- _Problem requirements_: Rewrite the lines below, swapping "sheet music" for "printed score" wherever it occurs and leaving everything else unchanged.

## START Recorded data

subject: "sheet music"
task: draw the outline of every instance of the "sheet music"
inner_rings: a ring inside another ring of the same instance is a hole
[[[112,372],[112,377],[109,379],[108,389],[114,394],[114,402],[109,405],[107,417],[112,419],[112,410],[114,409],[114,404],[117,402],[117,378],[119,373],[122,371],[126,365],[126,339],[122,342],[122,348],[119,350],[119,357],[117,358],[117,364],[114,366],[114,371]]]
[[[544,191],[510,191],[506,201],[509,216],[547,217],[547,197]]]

## END Recorded data

- _Solution_:
subject: "printed score"
task: draw the outline of every instance of the "printed score"
inner_rings: a ring inside another ring of the same instance is a hole
[[[112,372],[112,377],[109,379],[108,389],[114,394],[114,402],[109,405],[107,417],[112,419],[112,410],[114,409],[114,404],[117,402],[117,378],[119,373],[122,371],[126,365],[126,339],[122,342],[122,348],[119,350],[119,357],[117,358],[117,364],[114,366],[114,371]]]
[[[544,191],[510,191],[506,201],[509,216],[547,217],[547,197]]]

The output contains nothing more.